• [Exercise description]: Reproduce the lines below verbatim, beginning with the line that contains "In this exercise you will find the open" and continuing through the final line.

• [Extracted lines]:
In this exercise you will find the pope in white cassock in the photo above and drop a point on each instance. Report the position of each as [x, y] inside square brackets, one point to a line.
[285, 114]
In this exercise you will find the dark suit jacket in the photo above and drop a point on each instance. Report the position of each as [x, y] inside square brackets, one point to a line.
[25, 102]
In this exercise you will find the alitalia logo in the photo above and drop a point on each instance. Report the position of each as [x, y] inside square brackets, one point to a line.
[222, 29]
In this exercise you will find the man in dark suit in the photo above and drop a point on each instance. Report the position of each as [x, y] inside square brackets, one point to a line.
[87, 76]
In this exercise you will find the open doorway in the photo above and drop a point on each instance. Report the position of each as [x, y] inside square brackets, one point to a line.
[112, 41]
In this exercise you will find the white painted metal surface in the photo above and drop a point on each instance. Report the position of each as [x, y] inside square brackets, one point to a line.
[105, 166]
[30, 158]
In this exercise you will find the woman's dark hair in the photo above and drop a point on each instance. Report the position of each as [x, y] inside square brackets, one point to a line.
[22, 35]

• [Completed exercise]:
In this exercise you will find the open doorway in the photo above and drop a point on each instance. Report the position of each as [x, y] inside square brackets, one point to a line.
[112, 41]
In this exercise you will find the white painted metal surface in the photo above and drop a point on each instance. Report the position of each as [x, y] inside square brackets, one point to a line.
[105, 166]
[30, 158]
In this exercise you will find the woman's dark hair in the photo above and drop a point on each instance. Report the position of each as [x, y] inside square brackets, one point to a line.
[22, 35]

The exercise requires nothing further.